──────── Source
0

I am new to perl and regex. I think I understand the idea and how to use regex, but I got stuck on a problem while writing a script. I have content from some page and I am trying to read some information.

my @rows = split(/<tr(\s)bgcolor=.{8}/,$content);

foreach my $row(@rows){
    if( $row =~/<td\s+nowrap\s+align=.*\s?(bgcolor=.*\s+)?>\w*\s?<\/td>/ig){
    print $1;
    print $file_opt $row."\n";

    # there will be more code later on
    } 
}

This gives me an error that $1 is uninitialized. I understand that happens when pattern does not match the string. But i have regex under if - so if it enters the if, it does match, rigth? As you can see, i printed rows to a file. Each one looks like this:

<td nowrap align="right">DOLNOŚLĄSKIE</td><td nowrap align="right" bgcolor=#D0E0D0 >0</td><td nowrap align="right">0</td><td nowrap align="right" bgcolor=#D0E0D0 >0</td><td nowrap align="right">0</td><td nowrap align="right" bgcolor=#D0E0D0 >0</td><td nowrap align="right">0</td><td nowrap align="right" bgcolor=#D0E0D0 >0</td><td nowrap align="right">0</td><td nowrap align="right" bgcolor=#D0E0D0 >0</td><td nowrap align="right">4</td><td nowrap align="right" bgcolor=#D0E0D0 >0</td><td nowrap align="right">1</td><td nowrap align="right" bgcolor=#D0E0D0 >1</td><td nowrap align="right">3</td><td nowrap align="right" bgcolor=#D0E0D0 >6</td><td nowrap align="right">1</td><td nowrap align="right" bgcolor=#D0E0D0 >2</td><td nowrap align="right">1</td><td nowrap align="right" bgcolor=#D0E0D0 >19</td><td nowrap align="right">0</td></tr>

And all of unnecessary things from $content are not in a file. So does this pattern match or not?
────────────────
──────── Provided information
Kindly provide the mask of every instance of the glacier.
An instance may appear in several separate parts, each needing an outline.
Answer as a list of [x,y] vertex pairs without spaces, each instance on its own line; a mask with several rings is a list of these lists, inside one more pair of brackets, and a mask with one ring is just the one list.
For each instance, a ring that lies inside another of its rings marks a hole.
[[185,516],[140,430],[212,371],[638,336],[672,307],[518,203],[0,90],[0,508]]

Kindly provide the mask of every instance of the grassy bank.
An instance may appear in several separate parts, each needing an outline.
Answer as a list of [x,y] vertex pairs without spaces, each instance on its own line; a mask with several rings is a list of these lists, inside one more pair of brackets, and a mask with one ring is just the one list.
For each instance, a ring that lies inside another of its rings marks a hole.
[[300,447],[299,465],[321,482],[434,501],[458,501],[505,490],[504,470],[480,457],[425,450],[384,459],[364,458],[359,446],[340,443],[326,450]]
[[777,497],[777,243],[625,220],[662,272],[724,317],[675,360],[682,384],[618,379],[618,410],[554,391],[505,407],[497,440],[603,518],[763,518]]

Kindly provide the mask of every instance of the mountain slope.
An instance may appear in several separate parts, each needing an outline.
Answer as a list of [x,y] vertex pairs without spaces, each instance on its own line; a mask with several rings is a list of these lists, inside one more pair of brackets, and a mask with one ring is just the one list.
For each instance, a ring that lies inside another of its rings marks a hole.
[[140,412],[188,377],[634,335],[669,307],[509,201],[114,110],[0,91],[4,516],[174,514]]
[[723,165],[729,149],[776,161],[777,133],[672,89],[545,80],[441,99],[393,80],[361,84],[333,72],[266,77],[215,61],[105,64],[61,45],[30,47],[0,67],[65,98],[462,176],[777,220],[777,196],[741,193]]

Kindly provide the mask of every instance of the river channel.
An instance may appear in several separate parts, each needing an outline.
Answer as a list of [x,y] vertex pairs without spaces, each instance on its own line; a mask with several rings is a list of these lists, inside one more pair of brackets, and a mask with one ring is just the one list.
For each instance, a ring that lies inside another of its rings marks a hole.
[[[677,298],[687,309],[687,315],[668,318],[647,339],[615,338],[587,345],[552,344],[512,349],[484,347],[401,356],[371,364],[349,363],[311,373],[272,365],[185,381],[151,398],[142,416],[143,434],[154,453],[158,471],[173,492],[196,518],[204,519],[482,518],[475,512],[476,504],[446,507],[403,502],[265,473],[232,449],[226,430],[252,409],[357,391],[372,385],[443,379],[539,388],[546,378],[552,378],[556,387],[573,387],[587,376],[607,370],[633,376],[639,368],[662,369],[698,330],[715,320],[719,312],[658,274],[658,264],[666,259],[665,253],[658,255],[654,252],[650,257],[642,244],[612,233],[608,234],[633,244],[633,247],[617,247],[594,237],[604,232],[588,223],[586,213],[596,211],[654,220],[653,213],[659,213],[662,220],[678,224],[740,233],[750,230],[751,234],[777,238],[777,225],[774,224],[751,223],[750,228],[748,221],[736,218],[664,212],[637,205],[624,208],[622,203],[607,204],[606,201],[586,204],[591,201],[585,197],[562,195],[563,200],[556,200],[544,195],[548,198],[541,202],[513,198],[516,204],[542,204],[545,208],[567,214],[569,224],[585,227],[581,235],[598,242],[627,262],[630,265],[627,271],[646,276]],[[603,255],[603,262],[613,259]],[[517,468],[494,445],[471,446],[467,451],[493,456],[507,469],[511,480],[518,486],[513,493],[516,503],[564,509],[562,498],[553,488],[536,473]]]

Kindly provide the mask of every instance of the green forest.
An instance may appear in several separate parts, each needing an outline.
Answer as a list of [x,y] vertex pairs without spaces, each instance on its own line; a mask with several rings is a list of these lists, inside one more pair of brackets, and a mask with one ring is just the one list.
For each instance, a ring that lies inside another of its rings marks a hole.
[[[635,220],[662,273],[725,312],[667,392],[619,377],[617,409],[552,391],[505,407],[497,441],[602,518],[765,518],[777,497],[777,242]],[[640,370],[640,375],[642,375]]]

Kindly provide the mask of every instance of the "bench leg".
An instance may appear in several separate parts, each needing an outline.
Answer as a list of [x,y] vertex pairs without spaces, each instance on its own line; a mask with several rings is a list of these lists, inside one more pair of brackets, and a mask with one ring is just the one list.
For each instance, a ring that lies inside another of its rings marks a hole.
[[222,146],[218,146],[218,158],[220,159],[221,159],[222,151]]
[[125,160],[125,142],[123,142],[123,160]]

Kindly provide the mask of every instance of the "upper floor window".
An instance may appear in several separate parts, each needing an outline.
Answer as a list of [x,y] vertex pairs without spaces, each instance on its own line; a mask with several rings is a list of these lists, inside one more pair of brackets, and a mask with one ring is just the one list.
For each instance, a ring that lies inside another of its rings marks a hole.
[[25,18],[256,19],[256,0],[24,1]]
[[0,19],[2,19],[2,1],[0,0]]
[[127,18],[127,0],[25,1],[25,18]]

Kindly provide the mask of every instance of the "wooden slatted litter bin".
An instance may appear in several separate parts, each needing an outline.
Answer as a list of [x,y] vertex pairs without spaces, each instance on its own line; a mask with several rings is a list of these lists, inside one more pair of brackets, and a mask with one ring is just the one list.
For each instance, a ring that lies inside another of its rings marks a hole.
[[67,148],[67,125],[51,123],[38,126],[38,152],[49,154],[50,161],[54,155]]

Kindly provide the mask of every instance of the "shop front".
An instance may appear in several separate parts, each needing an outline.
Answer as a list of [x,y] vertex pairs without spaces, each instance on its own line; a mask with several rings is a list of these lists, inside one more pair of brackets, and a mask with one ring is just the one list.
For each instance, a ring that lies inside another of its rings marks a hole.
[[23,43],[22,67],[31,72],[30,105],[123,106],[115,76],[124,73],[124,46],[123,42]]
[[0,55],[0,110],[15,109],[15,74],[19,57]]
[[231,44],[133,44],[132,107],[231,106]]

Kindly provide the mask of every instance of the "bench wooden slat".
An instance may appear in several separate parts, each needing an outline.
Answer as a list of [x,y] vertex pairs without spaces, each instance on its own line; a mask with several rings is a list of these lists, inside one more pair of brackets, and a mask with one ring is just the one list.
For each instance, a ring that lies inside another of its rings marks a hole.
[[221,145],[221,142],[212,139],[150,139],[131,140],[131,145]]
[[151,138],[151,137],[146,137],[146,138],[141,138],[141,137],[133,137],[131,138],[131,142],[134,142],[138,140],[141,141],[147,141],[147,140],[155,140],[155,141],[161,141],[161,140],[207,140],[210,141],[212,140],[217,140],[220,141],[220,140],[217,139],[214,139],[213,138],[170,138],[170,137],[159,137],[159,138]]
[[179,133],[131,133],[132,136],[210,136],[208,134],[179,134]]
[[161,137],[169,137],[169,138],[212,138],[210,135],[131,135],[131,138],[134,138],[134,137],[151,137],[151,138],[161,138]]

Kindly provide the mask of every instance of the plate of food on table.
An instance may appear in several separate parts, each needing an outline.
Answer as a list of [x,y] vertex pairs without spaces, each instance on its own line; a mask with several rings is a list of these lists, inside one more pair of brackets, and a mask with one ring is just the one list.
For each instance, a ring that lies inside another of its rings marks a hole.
────────────────
**To be done**
1. Answer these questions about the Perl regex post:
(a) What error does the script produce?
(b) Where did the author print the rows?
(c) What word appears in the first cell of the printed row?
2. In the Perl regex post, switch "script" to "program" and write out the passage between "I am new to" and "read some information.", inclusive.
The lines have nothing to do with the Perl regex post.

**Task-by-task solutions**
1.
(a) An error that $1 is uninitialized.
(b) To a file.
(c) DOLNOŚLĄSKIE

2.
I am new to perl and regex. I think I understand the idea and how to use regex, but I got stuck on a problem while writing a program. I have content from some page and I am trying to read some information.